(Records on locating named things)
## start

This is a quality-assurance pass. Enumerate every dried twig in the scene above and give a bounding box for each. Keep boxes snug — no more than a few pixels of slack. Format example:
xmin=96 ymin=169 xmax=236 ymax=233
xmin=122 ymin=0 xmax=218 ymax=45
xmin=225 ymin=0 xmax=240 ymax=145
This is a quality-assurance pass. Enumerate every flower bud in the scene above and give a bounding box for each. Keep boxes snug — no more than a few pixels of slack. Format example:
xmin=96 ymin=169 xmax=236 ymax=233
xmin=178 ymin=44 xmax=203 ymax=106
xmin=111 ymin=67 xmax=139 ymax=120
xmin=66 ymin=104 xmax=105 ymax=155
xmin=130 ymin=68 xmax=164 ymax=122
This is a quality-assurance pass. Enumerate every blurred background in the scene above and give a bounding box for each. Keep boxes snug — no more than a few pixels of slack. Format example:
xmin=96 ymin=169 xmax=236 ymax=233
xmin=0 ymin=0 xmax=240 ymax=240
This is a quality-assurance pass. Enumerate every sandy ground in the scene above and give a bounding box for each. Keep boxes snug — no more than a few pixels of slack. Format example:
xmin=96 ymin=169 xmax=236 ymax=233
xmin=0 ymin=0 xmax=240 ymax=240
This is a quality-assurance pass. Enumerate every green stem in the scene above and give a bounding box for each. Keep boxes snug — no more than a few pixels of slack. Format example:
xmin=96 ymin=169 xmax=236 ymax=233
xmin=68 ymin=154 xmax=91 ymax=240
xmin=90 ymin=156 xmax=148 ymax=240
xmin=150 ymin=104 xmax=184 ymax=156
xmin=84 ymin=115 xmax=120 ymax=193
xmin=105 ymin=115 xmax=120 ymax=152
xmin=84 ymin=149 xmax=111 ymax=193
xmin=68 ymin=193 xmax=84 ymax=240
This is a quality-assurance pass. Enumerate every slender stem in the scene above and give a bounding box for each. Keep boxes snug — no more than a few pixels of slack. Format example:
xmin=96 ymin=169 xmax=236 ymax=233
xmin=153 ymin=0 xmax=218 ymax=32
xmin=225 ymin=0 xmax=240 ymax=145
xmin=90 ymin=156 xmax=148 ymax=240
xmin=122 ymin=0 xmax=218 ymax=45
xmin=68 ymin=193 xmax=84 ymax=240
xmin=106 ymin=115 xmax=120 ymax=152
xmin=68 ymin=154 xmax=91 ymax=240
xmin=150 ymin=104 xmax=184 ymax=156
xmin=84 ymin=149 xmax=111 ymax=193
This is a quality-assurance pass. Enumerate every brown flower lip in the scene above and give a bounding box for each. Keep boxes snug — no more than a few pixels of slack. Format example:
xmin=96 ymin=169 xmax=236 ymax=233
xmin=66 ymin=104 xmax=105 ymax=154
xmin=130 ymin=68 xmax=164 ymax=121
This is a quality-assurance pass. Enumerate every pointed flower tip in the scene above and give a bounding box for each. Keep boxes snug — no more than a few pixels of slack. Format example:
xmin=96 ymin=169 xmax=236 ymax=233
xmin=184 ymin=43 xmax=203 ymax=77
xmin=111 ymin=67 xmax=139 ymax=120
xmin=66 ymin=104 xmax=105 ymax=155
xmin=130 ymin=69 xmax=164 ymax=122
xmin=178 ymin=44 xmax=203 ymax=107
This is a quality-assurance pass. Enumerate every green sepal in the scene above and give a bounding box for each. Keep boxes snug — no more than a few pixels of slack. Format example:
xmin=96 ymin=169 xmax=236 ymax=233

## end

## AIM OF THE TASK
Reproduce all of the records above verbatim, character for character.

## REPLY
This is a quality-assurance pass. Enumerate every dried twig in the scene above and give a bounding box for each. Keep boxes snug — no more than a few pixels of slack. Format example:
xmin=96 ymin=169 xmax=236 ymax=233
xmin=122 ymin=0 xmax=218 ymax=45
xmin=225 ymin=0 xmax=240 ymax=145
This is a quality-assurance pass. Enumerate every flower bud in the scene above and give a bounding box for each. Keep boxes snug — no more than a few pixels of slack. Format example:
xmin=96 ymin=169 xmax=236 ymax=233
xmin=178 ymin=44 xmax=203 ymax=106
xmin=111 ymin=67 xmax=139 ymax=120
xmin=66 ymin=104 xmax=105 ymax=155
xmin=130 ymin=68 xmax=164 ymax=122
This is a quality-assurance pass. Enumerate every blurred background in the scene above and give a bounding box for each. Keep boxes snug — no more than a few pixels of slack. Format example:
xmin=96 ymin=169 xmax=236 ymax=233
xmin=0 ymin=0 xmax=240 ymax=240
This is a quality-assurance pass. Enumerate every sandy ground in the scene above and give a bounding box for each. Keep boxes snug — no more than a few pixels of slack. Format example:
xmin=96 ymin=169 xmax=236 ymax=233
xmin=0 ymin=0 xmax=240 ymax=240
This is a quality-assurance pass. Enumerate every green stem in the scene above and give a bounding box for each. Keep boxes snug — no more than a few pixels of slack. Format example:
xmin=96 ymin=169 xmax=236 ymax=233
xmin=68 ymin=154 xmax=91 ymax=240
xmin=90 ymin=156 xmax=148 ymax=240
xmin=150 ymin=104 xmax=184 ymax=156
xmin=84 ymin=115 xmax=120 ymax=193
xmin=105 ymin=115 xmax=120 ymax=152
xmin=84 ymin=149 xmax=111 ymax=193
xmin=68 ymin=193 xmax=84 ymax=240
This is a quality-assurance pass. Enumerate every slender stem in the scene above and give a bounding box for each. Keep boxes snug — no more than a few pixels of slack. Format example:
xmin=96 ymin=169 xmax=236 ymax=233
xmin=153 ymin=0 xmax=218 ymax=32
xmin=225 ymin=0 xmax=240 ymax=145
xmin=90 ymin=156 xmax=148 ymax=240
xmin=122 ymin=0 xmax=218 ymax=45
xmin=68 ymin=193 xmax=84 ymax=240
xmin=106 ymin=115 xmax=120 ymax=152
xmin=68 ymin=154 xmax=91 ymax=240
xmin=150 ymin=104 xmax=184 ymax=156
xmin=84 ymin=149 xmax=111 ymax=193
This is a quality-assurance pass. Enumerate every brown flower lip in the scene above and give a bounding box for each. Keep boxes snug — no more than a few pixels of slack. Format example:
xmin=96 ymin=169 xmax=236 ymax=233
xmin=66 ymin=104 xmax=105 ymax=154
xmin=130 ymin=68 xmax=164 ymax=121
This is a quality-assurance pass. Enumerate every pointed flower tip in the scene above and give a bounding box for each. Keep boxes snug — no more than a few pixels of slack. Format example:
xmin=96 ymin=169 xmax=236 ymax=233
xmin=184 ymin=43 xmax=203 ymax=77
xmin=111 ymin=67 xmax=139 ymax=120
xmin=66 ymin=104 xmax=105 ymax=155
xmin=130 ymin=69 xmax=164 ymax=122
xmin=178 ymin=44 xmax=203 ymax=107
This is a quality-assurance pass. Enumerate every green sepal in the scene above and give a bounding box for each. Keep boxes snug — no more than a few pixels of slack. Format example:
xmin=96 ymin=169 xmax=236 ymax=233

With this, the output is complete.